◆ **Soal Latihan**
a. Tolong salin bagian artikel tentang COVID-19 di Cina di bawah ini, mulai dari "Ilmuwan Cina diminta" sampai dengan "kematian, dan vaksinasi.".
b. Sebutkan semua jenis data yang disebut dalam kalimat artikel tentang COVID-19 di Cina yang diawali "Cina diharapkan bisa memberikan".
c. Tentukan apakah tiap pernyataan ini sesuai dengan artikel tentang COVID-19 di Cina: (i) Cina melonggarkan pembatasan COVID-19 pada 7 Desember 2022; (ii) angka resmi kematian di Cina sejak pandemi sudah mencapai 10.000 jiwa; (iii) Uni Eropa menawarkan vaksin COVID-19 gratis ke Cina. Jawab ya atau tidak untuk masing-masing, disertai kutipan persis dari artikel yang menentukan jawabannya.

◆ **Teks Bacaan**
________________________

Jelang Pertemuan WHO, Media Cina Kecilkan Keparahan COVID-19
3 Januari 2023Keputusan pemerintah Cina melonggarkan pembatasan COVID-19 pada 7 Desember 2022, ditambah minimnya keakuratan data kasus infeksi dan angka kematian telah mendapat sorotan di dalam dan luar negeri. Beberapa negara bahkan telah memberlakukan pembatasan perjalanan untuk pendatang dari Cina.
Merebaknya virus corona yang sebagian besar tidak terkendali juga mengakibatkan terjadinya lonjakan permintaan untuk layanan rumah duka. Pakar kesehatan internasional bahkan memperkirakan setidaknya satu juta kematian terjadi di negara itu tahun ini.
Cina melaporkan tiga kematian akibat COVID-19 pada hari Senin (02/01), bertambah satu kematian dari hari Minggu (01/01). Angka resmi kematian sejak pandemi kembali bertambah, dan kini sudah mencapai 5.253 jiwa.
Dalam sebuah artikel pada hari Selasa (03/01), People's Daily, surat kabar resmi Partai Komunis, mengutip beberapa pakar Cina yang mengatakan penyakit yang disebabkan oleh virus itu relatif ringan bagi sebagian besar orang.
"Penyakit parah dan kritis mencapai 3% hingga 4% dari pasien yang terinfeksi yang saat ini dirawat di rumah sakit yang ditunjuk di Beijing," Tong Zhaohui, Wakil Presiden Rumah Sakit Chaoyang Beijing, mengatakan kepada surat kabar itu.
Kang Yan, Kepala Rumah Sakit Tianfu Cina Barat Universitas Sichuan, mengatakan bahwa dalam tiga minggu terakhir, total 46 pasien yang sakit kritis telah dirawat di unit perawatan intensif, terhitung sekitar 1% dari infeksi bergejala.
Sementara lebih dari 80% dari mereka yang tinggal di provinsi Sichuan barat daya telah terinfeksi, kata otoritas kesehatan setempat.
Ilmuwan Cina diminta jelaskan details virus
Organisasi Kesehatan Dunia (WHO) pada pekan lalu mendesak pejabat kesehatan Cina untuk secara rutin membagikan informasi spesifik dan real time tentang situasi COVID-19.
Badan tersebut juga telah mengundang para ilmuwan Cina untuk mempresentasikan data terperinci tentang mutasi virus pada pertemuan kelompok penasihat teknis yang dijadwalkan pada hari Selasa (03/01).
Cina diharapkan bisa memberikan informasi lebih banyak terkait data pengurutan genetik, data rawat inap, kematian, dan vaksinasi.
Tawaran Uni Eropa
Sementara itu, Uni Eropa telah menawarkan vaksin COVID-19 gratis ke Cina untuk membantu mengatasi wabah tersebut, demikian laporan Financial Times, pada hari Selasa (03/01).
Pejabat kesehatan pemerintah UE akan mengadakan pembicaraan pada hari Rabu (04/01) tentang tanggapan terkoordinasi terhadap wabah Cina, kata kepresidenan UE Swedia pada hari Senin (02/01).

________________________

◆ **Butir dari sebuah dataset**

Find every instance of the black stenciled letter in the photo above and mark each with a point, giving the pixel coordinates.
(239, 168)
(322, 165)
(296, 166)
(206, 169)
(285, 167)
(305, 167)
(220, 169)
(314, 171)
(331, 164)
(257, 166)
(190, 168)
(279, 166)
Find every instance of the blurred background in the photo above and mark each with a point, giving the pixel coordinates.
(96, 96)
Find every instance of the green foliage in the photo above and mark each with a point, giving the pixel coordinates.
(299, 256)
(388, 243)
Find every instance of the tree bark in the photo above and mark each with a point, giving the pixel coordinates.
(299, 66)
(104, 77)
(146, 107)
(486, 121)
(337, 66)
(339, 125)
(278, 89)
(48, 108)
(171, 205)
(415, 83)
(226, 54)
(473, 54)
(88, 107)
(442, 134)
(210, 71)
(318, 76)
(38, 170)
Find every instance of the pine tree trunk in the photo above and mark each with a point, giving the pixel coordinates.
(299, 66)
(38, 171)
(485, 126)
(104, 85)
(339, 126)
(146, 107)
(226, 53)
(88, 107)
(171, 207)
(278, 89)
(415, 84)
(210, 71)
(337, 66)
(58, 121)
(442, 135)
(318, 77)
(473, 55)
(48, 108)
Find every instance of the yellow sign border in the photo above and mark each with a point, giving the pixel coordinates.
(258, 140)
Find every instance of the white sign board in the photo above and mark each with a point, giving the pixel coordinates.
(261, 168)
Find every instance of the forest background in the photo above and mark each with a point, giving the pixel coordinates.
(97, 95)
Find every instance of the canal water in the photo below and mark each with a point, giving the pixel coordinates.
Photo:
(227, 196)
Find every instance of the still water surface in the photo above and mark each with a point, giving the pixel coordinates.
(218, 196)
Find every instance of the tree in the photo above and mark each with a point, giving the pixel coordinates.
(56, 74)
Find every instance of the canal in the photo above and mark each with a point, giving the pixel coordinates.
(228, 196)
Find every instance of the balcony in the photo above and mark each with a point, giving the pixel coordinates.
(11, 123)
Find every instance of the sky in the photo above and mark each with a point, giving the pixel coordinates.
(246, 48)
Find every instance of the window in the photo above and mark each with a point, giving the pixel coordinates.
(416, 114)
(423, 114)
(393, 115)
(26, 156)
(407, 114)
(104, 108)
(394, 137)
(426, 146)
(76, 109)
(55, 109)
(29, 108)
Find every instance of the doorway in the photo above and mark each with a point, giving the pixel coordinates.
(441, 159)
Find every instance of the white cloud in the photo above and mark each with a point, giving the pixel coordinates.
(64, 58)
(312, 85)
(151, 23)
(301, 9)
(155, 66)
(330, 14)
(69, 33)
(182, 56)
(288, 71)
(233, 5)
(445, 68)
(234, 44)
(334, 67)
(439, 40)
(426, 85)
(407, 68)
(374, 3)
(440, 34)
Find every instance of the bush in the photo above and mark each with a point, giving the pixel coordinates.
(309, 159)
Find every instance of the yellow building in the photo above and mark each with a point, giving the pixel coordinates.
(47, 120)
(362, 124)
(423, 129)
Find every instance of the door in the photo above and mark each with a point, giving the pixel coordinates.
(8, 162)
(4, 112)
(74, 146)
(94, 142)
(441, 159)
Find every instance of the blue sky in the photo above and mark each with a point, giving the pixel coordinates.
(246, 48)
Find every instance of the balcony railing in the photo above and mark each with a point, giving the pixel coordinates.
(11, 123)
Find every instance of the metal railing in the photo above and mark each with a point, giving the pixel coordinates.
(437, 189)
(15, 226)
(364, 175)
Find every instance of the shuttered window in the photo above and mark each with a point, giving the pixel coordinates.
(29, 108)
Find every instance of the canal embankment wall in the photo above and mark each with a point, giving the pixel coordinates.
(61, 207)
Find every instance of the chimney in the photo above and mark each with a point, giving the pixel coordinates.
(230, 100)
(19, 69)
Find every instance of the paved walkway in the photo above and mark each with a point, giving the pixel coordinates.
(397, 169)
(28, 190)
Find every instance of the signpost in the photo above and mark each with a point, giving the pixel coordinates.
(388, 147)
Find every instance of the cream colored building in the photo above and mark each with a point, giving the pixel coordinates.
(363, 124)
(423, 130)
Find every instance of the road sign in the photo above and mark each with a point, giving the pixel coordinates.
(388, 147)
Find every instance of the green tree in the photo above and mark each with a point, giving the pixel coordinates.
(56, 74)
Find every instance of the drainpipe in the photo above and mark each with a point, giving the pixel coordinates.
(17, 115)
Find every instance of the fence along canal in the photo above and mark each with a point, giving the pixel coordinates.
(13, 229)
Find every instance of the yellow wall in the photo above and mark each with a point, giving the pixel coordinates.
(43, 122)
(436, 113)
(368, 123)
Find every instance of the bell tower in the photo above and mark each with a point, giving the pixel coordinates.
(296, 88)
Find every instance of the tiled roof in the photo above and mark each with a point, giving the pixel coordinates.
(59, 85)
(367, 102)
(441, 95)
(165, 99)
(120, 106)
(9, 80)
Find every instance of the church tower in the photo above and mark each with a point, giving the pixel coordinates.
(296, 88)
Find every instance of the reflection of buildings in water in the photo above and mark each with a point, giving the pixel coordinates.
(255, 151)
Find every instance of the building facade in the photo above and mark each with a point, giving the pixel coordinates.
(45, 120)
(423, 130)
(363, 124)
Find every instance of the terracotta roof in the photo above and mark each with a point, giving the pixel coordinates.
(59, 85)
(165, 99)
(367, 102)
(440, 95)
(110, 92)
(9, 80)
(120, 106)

________________________

◆ **Jawaban yang Diharapkan**
a.
Ilmuwan Cina diminta jelaskan details virus
Organisasi Kesehatan Dunia (WHO) pada pekan lalu mendesak pejabat kesehatan Cina untuk secara rutin membagikan informasi spesifik dan real time tentang situasi COVID-19.
Badan tersebut juga telah mengundang para ilmuwan Cina untuk mempresentasikan data terperinci tentang mutasi virus pada pertemuan kelompok penasihat teknis yang dijadwalkan pada hari Selasa (03/01).
Cina diharapkan bisa memberikan informasi lebih banyak terkait data pengurutan genetik, data rawat inap, kematian, dan vaksinasi.

b. data pengurutan genetik; data rawat inap; kematian; vaksinasi

c.
(i) Ya: "Keputusan pemerintah Cina melonggarkan pembatasan COVID-19 pada 7 Desember 2022"
(ii) Tidak: "kini sudah mencapai 5.253 jiwa"
(iii) Ya: "Uni Eropa telah menawarkan vaksin COVID-19 gratis ke Cina"